Bounding box annotation entries
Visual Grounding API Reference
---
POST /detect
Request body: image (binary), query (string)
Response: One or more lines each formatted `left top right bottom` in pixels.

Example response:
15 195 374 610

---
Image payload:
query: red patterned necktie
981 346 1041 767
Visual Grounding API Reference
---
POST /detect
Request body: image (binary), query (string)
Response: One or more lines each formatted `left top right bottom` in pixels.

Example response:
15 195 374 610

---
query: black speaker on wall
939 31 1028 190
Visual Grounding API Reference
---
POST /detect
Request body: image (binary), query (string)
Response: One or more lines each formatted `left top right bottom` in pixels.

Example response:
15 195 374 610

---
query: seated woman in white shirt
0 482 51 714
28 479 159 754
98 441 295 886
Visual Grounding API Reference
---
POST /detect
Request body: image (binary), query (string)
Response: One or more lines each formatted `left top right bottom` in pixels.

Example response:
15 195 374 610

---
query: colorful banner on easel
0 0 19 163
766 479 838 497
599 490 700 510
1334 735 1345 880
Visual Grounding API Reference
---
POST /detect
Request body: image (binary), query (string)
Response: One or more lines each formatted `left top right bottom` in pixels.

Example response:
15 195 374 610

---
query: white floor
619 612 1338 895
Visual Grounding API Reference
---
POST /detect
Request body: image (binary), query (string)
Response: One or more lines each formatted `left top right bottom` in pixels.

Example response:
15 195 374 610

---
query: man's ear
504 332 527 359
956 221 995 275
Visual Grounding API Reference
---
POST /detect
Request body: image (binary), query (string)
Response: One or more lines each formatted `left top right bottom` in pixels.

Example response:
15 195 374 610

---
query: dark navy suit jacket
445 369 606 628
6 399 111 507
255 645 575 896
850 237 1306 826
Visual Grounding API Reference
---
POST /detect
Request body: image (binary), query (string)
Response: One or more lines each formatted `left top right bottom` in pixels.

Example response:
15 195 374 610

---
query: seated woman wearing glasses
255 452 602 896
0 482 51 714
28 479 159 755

Required task: Update the listing by changing every "Request body" to "Request parameters" and keeping all other text the same.

Answer:
Visual Grounding API Reference
---
POST /detect
Request parameters: image (binary), query (string)
Response: One or more lines each formatted `left top right bottom` in pixels.

Example response:
15 195 374 610

---
Image payload:
query: red patterned necktie
981 346 1041 767
Visual Grounding API Reference
---
POST /detect
Request parameters: image (binary), query (string)
Response: One or more lines each formatted `left top right bottom` in pixels.

Example response:
15 195 374 610

---
query: black speaker on wall
939 31 1028 190
Visual Grounding API Reference
---
POST /detect
Request parameters: image (binary), query (string)
Response: One or more lines each formatted `left top right bottom` in pixels.

Example response:
15 195 374 610

---
query: seated woman in white shirt
0 482 51 714
28 479 159 754
98 441 295 886
Visual Grounding API Reference
---
POST /detect
Request parameters: image (binary), query (string)
Response: One or more lines each formatted `left top right bottom` in pixels.

Example response:
15 195 374 610

---
query: colorful banner on easel
0 0 19 163
766 479 838 497
599 490 700 510
1334 735 1345 880
Visual Grounding API Reference
---
POST /detect
Request parameters: image (binary), query (string)
Response: One or more lines each formatted `left top right bottom` in pixels.

Example response:
15 195 374 610

---
query: white floor
619 612 1338 895
Visual Grounding API Reference
---
POST /detect
Request parameters: image (binary), query (string)
Response: One or more lines each formatted `left top right bottom` in pixels.

Example response:
15 195 374 610

---
query: man's ear
504 332 527 359
956 221 995 275
Visual Grounding API Reference
---
POST /detect
Request parameters: image (binary), query (string)
Response: One or more lines each formatted `left top right bottom` in pixels.

Example response:
15 195 374 610

---
query: dark navy suit jacket
445 369 606 628
6 399 111 507
255 645 575 896
850 237 1306 826
Visual Grounding API Reference
---
POST /detect
Request parameters: image (binary), query (string)
Response: One or more lines each formatted `left top right bottom` in pixels.

Example response:
15 195 374 610

---
query: seated woman wearing glasses
255 452 602 896
0 482 51 714
28 479 159 755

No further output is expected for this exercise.